Aim of the task => Please write out all of the records below word for word, leaving out the pictures.

Records shown =>
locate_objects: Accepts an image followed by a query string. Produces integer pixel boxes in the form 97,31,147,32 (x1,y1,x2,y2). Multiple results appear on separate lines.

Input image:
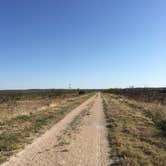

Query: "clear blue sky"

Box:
0,0,166,89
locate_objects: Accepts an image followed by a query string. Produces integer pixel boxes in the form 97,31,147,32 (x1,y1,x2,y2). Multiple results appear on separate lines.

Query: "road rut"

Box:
2,94,109,166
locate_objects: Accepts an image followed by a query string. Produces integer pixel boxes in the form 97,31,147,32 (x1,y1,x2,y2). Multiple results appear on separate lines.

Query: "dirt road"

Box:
2,94,109,166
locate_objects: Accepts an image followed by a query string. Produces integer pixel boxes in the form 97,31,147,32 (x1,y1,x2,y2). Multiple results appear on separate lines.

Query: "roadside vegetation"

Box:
104,93,166,166
0,91,93,163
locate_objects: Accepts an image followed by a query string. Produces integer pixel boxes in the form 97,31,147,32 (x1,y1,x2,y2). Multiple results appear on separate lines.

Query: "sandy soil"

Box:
2,94,109,166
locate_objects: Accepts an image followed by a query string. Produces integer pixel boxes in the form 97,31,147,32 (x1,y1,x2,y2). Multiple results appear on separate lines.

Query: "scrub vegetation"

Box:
0,90,92,163
104,93,166,166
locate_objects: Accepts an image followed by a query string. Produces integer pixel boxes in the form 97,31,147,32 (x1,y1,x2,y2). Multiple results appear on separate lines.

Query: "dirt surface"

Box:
2,94,109,166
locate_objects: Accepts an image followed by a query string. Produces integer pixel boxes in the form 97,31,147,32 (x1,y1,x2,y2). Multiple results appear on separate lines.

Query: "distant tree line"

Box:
104,88,166,104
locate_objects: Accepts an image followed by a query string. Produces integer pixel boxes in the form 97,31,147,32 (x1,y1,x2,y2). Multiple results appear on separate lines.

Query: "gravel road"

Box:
2,93,109,166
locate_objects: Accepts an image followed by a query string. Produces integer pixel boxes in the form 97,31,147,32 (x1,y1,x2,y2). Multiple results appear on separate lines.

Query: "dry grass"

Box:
0,94,93,163
104,95,166,166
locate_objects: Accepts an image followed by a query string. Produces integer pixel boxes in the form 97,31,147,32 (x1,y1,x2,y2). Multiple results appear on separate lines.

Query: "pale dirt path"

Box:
2,94,109,166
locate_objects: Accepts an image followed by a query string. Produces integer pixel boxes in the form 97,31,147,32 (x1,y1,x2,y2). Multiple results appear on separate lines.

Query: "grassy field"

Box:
0,90,93,163
104,94,166,166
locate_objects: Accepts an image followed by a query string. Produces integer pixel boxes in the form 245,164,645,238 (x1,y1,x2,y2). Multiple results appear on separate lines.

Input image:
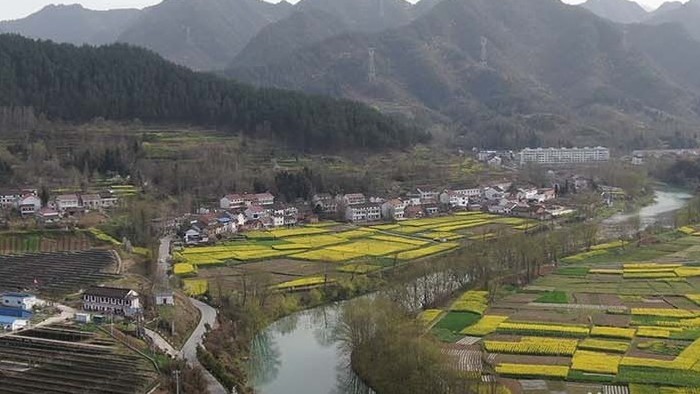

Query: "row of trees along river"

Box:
249,191,700,394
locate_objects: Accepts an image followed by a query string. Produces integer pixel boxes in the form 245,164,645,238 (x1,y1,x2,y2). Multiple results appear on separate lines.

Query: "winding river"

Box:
250,190,691,394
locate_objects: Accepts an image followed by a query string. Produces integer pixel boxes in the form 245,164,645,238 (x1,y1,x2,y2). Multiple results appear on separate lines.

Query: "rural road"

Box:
157,235,230,394
180,298,229,394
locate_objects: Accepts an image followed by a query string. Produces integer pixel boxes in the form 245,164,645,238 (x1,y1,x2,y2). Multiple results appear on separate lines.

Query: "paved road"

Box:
180,298,229,394
156,235,173,283
144,327,180,357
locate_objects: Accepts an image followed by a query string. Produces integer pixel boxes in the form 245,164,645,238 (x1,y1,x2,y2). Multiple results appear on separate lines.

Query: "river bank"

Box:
250,190,691,394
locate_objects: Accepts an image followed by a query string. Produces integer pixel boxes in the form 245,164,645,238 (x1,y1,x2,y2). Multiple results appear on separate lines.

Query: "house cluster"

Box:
184,193,317,245
312,183,570,222
0,188,118,223
0,293,41,331
183,183,570,246
81,286,143,323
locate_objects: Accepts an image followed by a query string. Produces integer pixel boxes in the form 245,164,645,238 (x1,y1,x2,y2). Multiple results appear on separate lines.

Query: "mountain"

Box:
296,0,411,32
119,0,292,70
0,4,141,45
581,0,647,23
227,0,700,147
0,34,424,150
232,7,349,67
649,1,683,18
229,0,426,68
645,0,700,40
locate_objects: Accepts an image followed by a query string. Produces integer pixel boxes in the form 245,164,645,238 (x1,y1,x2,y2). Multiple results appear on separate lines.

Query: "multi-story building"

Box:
520,146,610,165
382,198,407,220
343,193,367,205
345,203,382,222
83,287,141,316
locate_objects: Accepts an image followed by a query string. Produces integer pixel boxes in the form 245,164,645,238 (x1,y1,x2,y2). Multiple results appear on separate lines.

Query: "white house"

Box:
83,287,141,316
245,205,267,221
382,198,407,220
55,194,80,211
219,194,245,209
311,193,338,213
153,291,175,305
516,188,537,201
0,293,39,311
18,194,41,216
440,190,469,208
345,203,382,222
0,316,29,331
482,186,505,201
343,193,367,205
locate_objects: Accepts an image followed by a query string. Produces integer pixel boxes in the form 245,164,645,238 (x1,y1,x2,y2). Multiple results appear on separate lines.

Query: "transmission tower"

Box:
368,48,377,83
481,36,489,67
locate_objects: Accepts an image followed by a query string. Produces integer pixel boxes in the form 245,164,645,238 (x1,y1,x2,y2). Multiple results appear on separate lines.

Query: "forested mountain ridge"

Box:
228,0,700,147
0,34,426,150
0,4,141,45
118,0,292,70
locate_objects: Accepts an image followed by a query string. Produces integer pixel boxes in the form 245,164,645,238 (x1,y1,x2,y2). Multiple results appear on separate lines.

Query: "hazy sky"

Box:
0,0,686,20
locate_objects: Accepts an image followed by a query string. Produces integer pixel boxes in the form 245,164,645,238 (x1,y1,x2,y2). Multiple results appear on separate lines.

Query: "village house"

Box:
18,194,41,216
482,186,505,201
342,193,367,205
83,287,142,316
516,188,538,201
403,205,425,219
80,194,102,210
423,204,440,216
382,198,406,220
36,207,61,224
0,188,41,209
440,190,469,208
219,194,245,209
345,203,382,222
183,227,209,246
99,192,119,208
54,194,80,212
243,193,275,206
0,293,39,311
534,188,557,203
311,193,338,213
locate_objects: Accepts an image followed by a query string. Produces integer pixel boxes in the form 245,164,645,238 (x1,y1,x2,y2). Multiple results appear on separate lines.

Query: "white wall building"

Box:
520,146,610,165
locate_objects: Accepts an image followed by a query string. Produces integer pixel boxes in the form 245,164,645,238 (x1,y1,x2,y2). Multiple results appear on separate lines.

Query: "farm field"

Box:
0,250,117,296
0,326,157,394
174,212,537,294
426,233,700,394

Answer for the task =>
locate_objects: Accepts an image followed by a query string. Produces integer pixel boxes in the form 97,31,147,32 (x1,y1,x2,y2). Multiple results appear on separate lines.

Input image:

Query: "clear blue sky"

Box:
0,0,166,89
locate_objects: Accepts an image followed by a query string. Produces integer pixel boxes in the form 97,31,147,32 (x1,y1,x2,y2). Multiple results appear on separate lines.

Query: "road rut"

Box:
2,94,109,166
locate_objects: Accepts an image followed by a query string. Produces integer pixel boxes in the form 97,31,147,32 (x1,y1,x2,y2). Multiple results appear on separate lines.

Query: "dirt road"

Box:
2,94,109,166
locate_objects: Accepts an image followed by a query string. Produces integer pixel boxes in the form 97,31,147,32 (x1,y1,x2,y2). Multiple results appear on separate lines.

Query: "roadside vegetation"

Box:
104,93,166,166
0,91,93,163
locate_objects: Accepts an image followed by a query string. Produces integer pixel boxes in the form 97,31,147,32 (x1,y1,x2,y2). Multiple results appear on separate lines.

Query: "sandy soil"

Box:
2,94,109,166
locate_objects: Accepts an image followed by a query string. Produces integer pixel boxes in the form 97,31,147,32 (x1,y1,x2,y2). Multiple results appear on separate lines.

Query: "scrub vegetation"

Box:
0,90,92,163
104,93,166,166
locate_objects: Accepts an image followed by a query string. Produces integer pixel boxes in the form 97,31,147,32 (x1,y1,x2,y2). Multiple results appear on separate lines.

Query: "dirt surface"

Box:
2,94,109,166
locate_objects: Accepts an image followed by a query string. Produces integer pixel boxes in the form 97,31,147,32 (x1,y1,x2,y2). Multiple results appear on separate lines.

Query: "distant tree line"

Box:
104,88,166,104
locate_objects: Accepts an image followed by a query string. Produces integer pixel boxes in the form 97,31,147,32 (x1,y1,x2,y2). Multiple results appear on separate lines.

Query: "gravel road"

Box:
2,93,109,166
locate_objects: Accepts an image followed by a query string. Produces integer pixel boxes in the form 97,31,147,32 (x1,y1,x2,y2). Multiple results appear on separate lines.

Query: "dry grass"

Box:
0,94,93,163
104,95,166,166
locate_objects: Accepts an image followed by a query string. Produces integer pixel boxes in the form 97,31,147,32 (x1,y1,x2,y2). Multiple results appear on separate lines.

Query: "pale dirt path"

Box:
2,94,109,166
locate_objects: Accepts an image followed by a query string. Produces integer pixel boxes in the form 97,31,147,32 (x1,y1,x2,y2). Multiple results appear on separate lines.

Query: "grassy field"

Box:
0,90,93,163
104,94,166,166
locate_objects: Accepts an image followed by a query string. Produces integer pixel boxes in the form 245,164,645,238 (x1,y1,x2,y2). Multiple results appear on separate lines.

Input image:

Query: "row of trees along river"

Box:
249,191,700,394
locate_objects: Accepts an image followed by a query string. Produces integer pixel boxes in the form 245,164,645,238 (x1,y1,x2,y2). Multiple results appear on separate lines.

Query: "winding river"

Box:
250,190,691,394
locate_objects: Accepts an image followed by a query string. Produces integer pixel boxes in the form 245,164,645,238 (x1,y1,x2,y2). Multiple results appear on separate lines.

Query: "rural road"

Box:
157,235,230,394
180,298,229,394
locate_objects: Accepts an image followed by a query string. Produces integer pixel boxes in the form 245,164,645,238 (x1,y1,x2,y2). Multiple results appear on separate lines.

Query: "paved road"

Box:
180,298,229,394
156,235,173,283
144,327,180,357
locate_objects: Accepts an image followed by a query string. Produces integer pixel boxes in the form 245,164,645,238 (x1,y1,x2,y2). Multiple results appear on separate lines.

Query: "river bank"

Box:
250,190,691,394
locate_objects: Accepts an image followed by a query string. Produces integer pixel boxes in the form 245,164,645,238 (x1,y1,x2,y2). Multiple results appear on separate lines.

Query: "house cluster"

Box:
184,193,317,245
312,183,570,222
0,188,118,223
0,293,41,331
183,183,570,246
81,286,143,323
locate_objects: Accepts an image followed by a query string. Produces integer pixel boxes in the form 245,164,645,238 (x1,y1,x2,y2). Multiple results appear on separate lines.

Query: "mountain"

Box:
296,0,411,32
119,0,292,70
0,4,141,45
581,0,647,23
227,0,700,147
0,34,424,150
232,7,349,67
649,1,683,18
229,0,426,68
645,0,700,40
locate_objects: Accepts an image followed by a query string. Produces integer pixel boxes in the form 245,164,645,238 (x1,y1,x2,y2). Multiple results appear on separate lines.

Query: "multi-story building"

Box:
520,146,610,165
382,198,407,220
343,193,367,205
345,203,382,222
83,287,141,316
locate_objects: Accepts an image followed by a query string. Produces integer pixel boxes in the form 245,164,645,238 (x1,y1,x2,y2). Multiple results appear on separate lines.

Query: "white house"

Box:
83,287,141,316
245,205,267,221
382,198,407,220
55,194,80,211
219,194,245,209
311,193,338,213
153,291,175,305
516,188,537,201
0,293,39,311
18,194,41,216
440,190,469,208
345,203,382,222
0,316,29,331
482,186,505,201
343,193,367,205
locate_objects: Accepts an image followed by a query string. Produces integer pixel boxes in the form 245,164,645,238 (x1,y1,x2,y2). Multiple results appear on separate lines.

Query: "transmission tower"

Box:
368,48,377,83
481,36,489,67
locate_objects: Accepts an image followed by a query string. Produces integer pixel boxes in the form 245,164,645,238 (x1,y1,x2,y2). Multiple results appear on separate lines.

Query: "forested mountain ridge"

Box:
228,0,700,147
0,34,426,150
0,4,141,45
118,0,292,70
locate_objects: Accepts an image followed by a query string. Produces integer pixel boxes in the form 245,164,645,238 (x1,y1,x2,y2). Multiple results appear on separate lines.

Query: "hazy sky"

Box:
0,0,686,20
locate_objects: Accepts an image followed by a query string. Produces integer pixel boxes in the form 245,164,645,238 (x1,y1,x2,y2). Multiple results appear on separate lines.

Query: "village house"

Box:
18,194,41,216
482,186,505,201
342,193,367,205
83,287,142,316
516,188,538,201
403,205,425,219
80,194,102,210
423,204,440,216
382,198,406,220
36,207,61,224
0,188,41,209
440,190,469,208
219,194,245,209
345,203,382,222
183,227,209,246
99,192,119,208
54,194,80,212
243,193,275,206
0,293,39,311
534,188,557,203
311,193,338,213
locate_objects: Accepts an image followed by a query string. Produces integer pixel boxes in the form 245,164,645,238 (x1,y1,x2,y2). Multiple results appear on separate lines.

Query: "white wall building"

Box:
520,146,610,165
locate_objects: Accepts an image followed by a query string. Produces integer pixel boxes in the form 245,164,645,238 (x1,y1,x2,y2). Multiple results appear on separate lines.

Query: "farm field"

Box:
0,250,117,296
0,326,157,394
174,212,537,294
426,233,700,394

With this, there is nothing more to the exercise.